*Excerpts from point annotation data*
######

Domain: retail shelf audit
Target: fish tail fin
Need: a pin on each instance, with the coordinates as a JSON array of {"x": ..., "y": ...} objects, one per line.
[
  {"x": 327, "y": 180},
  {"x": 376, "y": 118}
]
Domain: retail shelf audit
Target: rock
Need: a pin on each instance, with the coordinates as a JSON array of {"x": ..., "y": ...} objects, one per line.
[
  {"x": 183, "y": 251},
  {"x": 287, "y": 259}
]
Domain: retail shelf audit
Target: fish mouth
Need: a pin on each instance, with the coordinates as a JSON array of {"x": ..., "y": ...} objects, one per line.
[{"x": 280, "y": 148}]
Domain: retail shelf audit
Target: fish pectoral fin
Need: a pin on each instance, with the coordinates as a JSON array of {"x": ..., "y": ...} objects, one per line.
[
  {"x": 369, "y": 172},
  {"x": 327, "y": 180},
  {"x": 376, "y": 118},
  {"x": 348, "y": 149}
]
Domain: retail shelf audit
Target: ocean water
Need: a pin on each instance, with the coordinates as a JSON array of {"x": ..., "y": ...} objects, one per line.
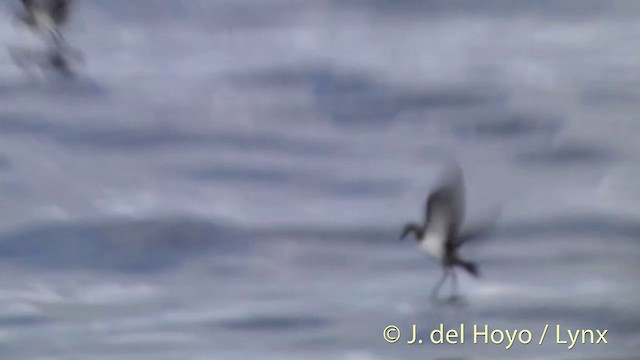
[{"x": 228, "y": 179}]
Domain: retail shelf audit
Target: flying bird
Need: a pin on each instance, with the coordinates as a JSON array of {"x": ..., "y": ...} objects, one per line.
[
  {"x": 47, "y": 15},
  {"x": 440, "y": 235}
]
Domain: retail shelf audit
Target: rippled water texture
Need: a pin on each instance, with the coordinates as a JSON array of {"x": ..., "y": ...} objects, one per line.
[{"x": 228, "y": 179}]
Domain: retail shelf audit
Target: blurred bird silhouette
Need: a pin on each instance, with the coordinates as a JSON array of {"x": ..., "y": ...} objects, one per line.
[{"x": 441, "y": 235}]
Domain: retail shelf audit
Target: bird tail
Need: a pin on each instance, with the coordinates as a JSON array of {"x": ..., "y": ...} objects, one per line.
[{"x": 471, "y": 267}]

######

*Task statement*
Set the pictures aside and transcribe the data above exactly.

*Solved exercise*
Domain: retail shelf audit
Target: fish tail fin
Need: a pin on each instance, with the coordinates as a JSON array of {"x": ..., "y": ...} objects, one per line.
[
  {"x": 327, "y": 180},
  {"x": 376, "y": 118}
]
Domain: retail shelf audit
Target: rock
Need: a pin on each instance, with the coordinates as a JSON array of {"x": ..., "y": ...} objects, one per line.
[
  {"x": 183, "y": 251},
  {"x": 287, "y": 259}
]
Domain: retail shelf audit
Target: fish mouth
Need: a pin on each instance, with the coordinates as a JSON array of {"x": ..., "y": ...} objects, one per line.
[{"x": 280, "y": 148}]
Domain: retail shelf audit
Target: fish pectoral fin
Need: a pin on each instance, with the coordinates as a JSON array of {"x": ..., "y": ...} objects, one per line.
[
  {"x": 369, "y": 172},
  {"x": 327, "y": 180},
  {"x": 376, "y": 118},
  {"x": 348, "y": 149}
]
Domain: retail shelf audit
Target: ocean water
Need: a pin on each instance, with the coordinates as a JSON array of {"x": ..., "y": ...} objects, one per line.
[{"x": 228, "y": 179}]
Domain: retail shelf audit
Target: flying bird
Need: a pin on each instance, with the coordinates as a JSON array of {"x": ..., "y": ...} objects, one per line.
[
  {"x": 47, "y": 15},
  {"x": 440, "y": 235}
]
Domain: retail shelf audit
Target: rippled water texture
Need: a pin on each instance, with the coordinates as a JSON array of {"x": ..., "y": ...} objects, one per line.
[{"x": 228, "y": 179}]
Domain: retail shelf audit
Target: blurred bird silhouette
Need: a pin on each instance, with the coordinates as a JSON array of {"x": ..., "y": ...} objects, one per line.
[{"x": 441, "y": 235}]
Domain: retail shelf audit
Target: bird tail
Need: a pin on each instance, with the coordinates as a JSON array of {"x": ..., "y": ...} objects, one per line.
[{"x": 471, "y": 267}]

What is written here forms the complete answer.